Engineering school announces faculty appointments
The Vanderbilt University School of Engineering announces the appointment of three tenure-track junior faculty members representing the biomedical, mechanical, and electrical engineering and computer science departments, and three non-tenure appointments.
David Braun is an assistant professor of mechanical engineering. Prior to joining the engineering faculty, he was assistant professor at Singapore University of Technology and Design.
His research is focused on robotics. He uses techniques from the fields of optimal control, nonlinear dynamics and computational design to develop robots that can augment human physical ability and parallel human decision-making capability.
Braun’s prior research on optimal control of compliant robots was acknowledged with the 2014 IEEE Transactions on Robotics King-Sun Fu Award as the best paper annually published in one of the most prestigious journals in robotics.
He has served as the scientific program co-chair for the 2015 IEEE International Conference for Rehabilitation Robotics in Singapore, and as the area chair for the 2018 Robotics Science and Systems Conference at Carnegie Mellon University. He is the associate editor for the 2020 IEEE International Conference on Robotics and Automation that will be held in Paris.
Braun has been a postdoctoral research fellow in the School of Informatics at the University of Edinburgh and a visiting researcher at the Institute for Robotics and Mechatronics at the German Aerospace Center.
▬▬▬
▸ Exercise requirements:
Answer these from the faculty appointments announcement:
1. Before joining the engineering faculty, where was David Braun an assistant professor?
2. Which award recognized his research on optimal control of compliant robots?
3. In what city will the 2020 IEEE International Conference on Robotics and Automation be held?
▬▬▬
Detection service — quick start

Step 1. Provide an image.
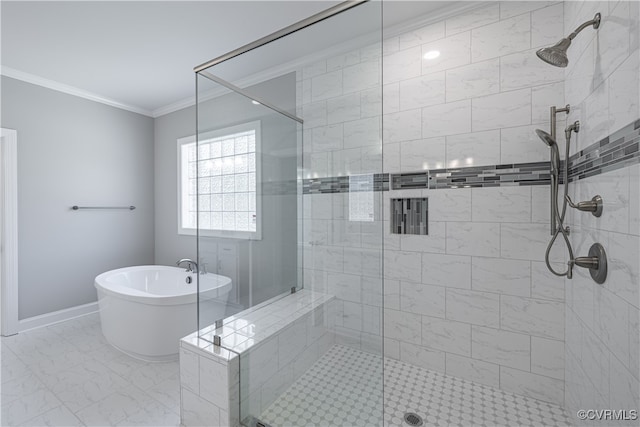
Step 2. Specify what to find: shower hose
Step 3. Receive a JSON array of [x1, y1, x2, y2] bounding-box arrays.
[[544, 131, 575, 276]]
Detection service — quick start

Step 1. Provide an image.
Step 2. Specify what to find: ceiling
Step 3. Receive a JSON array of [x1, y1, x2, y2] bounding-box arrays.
[[0, 0, 456, 115]]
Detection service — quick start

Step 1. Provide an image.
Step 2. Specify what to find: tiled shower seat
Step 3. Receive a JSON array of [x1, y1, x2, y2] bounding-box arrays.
[[180, 290, 335, 426]]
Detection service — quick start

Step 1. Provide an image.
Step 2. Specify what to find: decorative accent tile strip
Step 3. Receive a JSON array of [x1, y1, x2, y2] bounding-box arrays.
[[303, 119, 640, 194], [569, 119, 640, 182], [429, 162, 550, 189], [302, 173, 389, 194]]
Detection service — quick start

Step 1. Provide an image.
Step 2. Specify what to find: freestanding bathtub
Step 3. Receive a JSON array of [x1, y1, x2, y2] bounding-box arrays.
[[95, 265, 231, 361]]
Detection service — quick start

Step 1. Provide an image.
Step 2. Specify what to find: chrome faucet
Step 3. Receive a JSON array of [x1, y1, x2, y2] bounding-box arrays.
[[176, 258, 198, 273]]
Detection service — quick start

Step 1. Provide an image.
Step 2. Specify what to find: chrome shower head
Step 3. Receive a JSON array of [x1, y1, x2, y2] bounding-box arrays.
[[536, 129, 560, 174], [536, 13, 601, 68], [536, 39, 571, 68], [536, 129, 558, 147]]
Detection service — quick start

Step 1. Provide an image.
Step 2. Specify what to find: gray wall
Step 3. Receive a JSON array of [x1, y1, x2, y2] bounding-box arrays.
[[2, 77, 154, 319], [155, 74, 298, 306]]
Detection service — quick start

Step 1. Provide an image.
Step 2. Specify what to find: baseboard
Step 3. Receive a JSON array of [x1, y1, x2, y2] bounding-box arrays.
[[18, 302, 98, 332]]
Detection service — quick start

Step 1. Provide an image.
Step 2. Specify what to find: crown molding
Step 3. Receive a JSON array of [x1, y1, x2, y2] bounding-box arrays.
[[0, 65, 153, 117]]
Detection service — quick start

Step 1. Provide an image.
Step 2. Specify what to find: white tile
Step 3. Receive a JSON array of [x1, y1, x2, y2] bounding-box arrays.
[[0, 385, 60, 426], [594, 287, 629, 367], [400, 72, 448, 111], [471, 257, 531, 297], [447, 289, 500, 328], [384, 309, 422, 343], [181, 388, 220, 426], [447, 58, 500, 102], [471, 326, 531, 370], [422, 100, 471, 139], [628, 305, 640, 379], [446, 353, 500, 387], [302, 101, 327, 129], [382, 46, 422, 84], [500, 366, 564, 405], [531, 337, 564, 380], [609, 357, 640, 425], [302, 61, 327, 79], [328, 93, 360, 124], [384, 251, 422, 282], [580, 328, 613, 403], [342, 59, 380, 94], [447, 222, 500, 257], [400, 282, 446, 318], [445, 4, 500, 36], [400, 342, 445, 372], [500, 124, 550, 164], [20, 405, 84, 427], [608, 48, 640, 133], [327, 50, 360, 71], [500, 295, 564, 340], [531, 261, 566, 301], [76, 385, 155, 425], [382, 82, 400, 114], [311, 71, 342, 102], [604, 233, 640, 308], [422, 253, 471, 289], [471, 186, 531, 222], [382, 109, 422, 144], [384, 338, 400, 360], [500, 49, 564, 91], [399, 21, 444, 49], [400, 137, 446, 172], [422, 316, 471, 356], [595, 1, 632, 85], [471, 15, 531, 62], [531, 82, 565, 123], [199, 357, 229, 409], [500, 223, 566, 263], [118, 402, 179, 427], [500, 0, 555, 19], [344, 117, 381, 148], [400, 221, 447, 254], [383, 279, 400, 310], [446, 130, 500, 168], [531, 3, 565, 47], [327, 273, 362, 302], [472, 89, 531, 132], [41, 362, 129, 413], [576, 79, 611, 149], [420, 31, 471, 74], [360, 86, 386, 118]]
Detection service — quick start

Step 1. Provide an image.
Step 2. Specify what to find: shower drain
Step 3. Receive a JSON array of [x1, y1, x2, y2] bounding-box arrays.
▬▬▬
▸ Response to this task:
1. Singapore University of Technology and Design
2. The 2014 IEEE Transactions on Robotics King-Sun Fu Award
3. Paris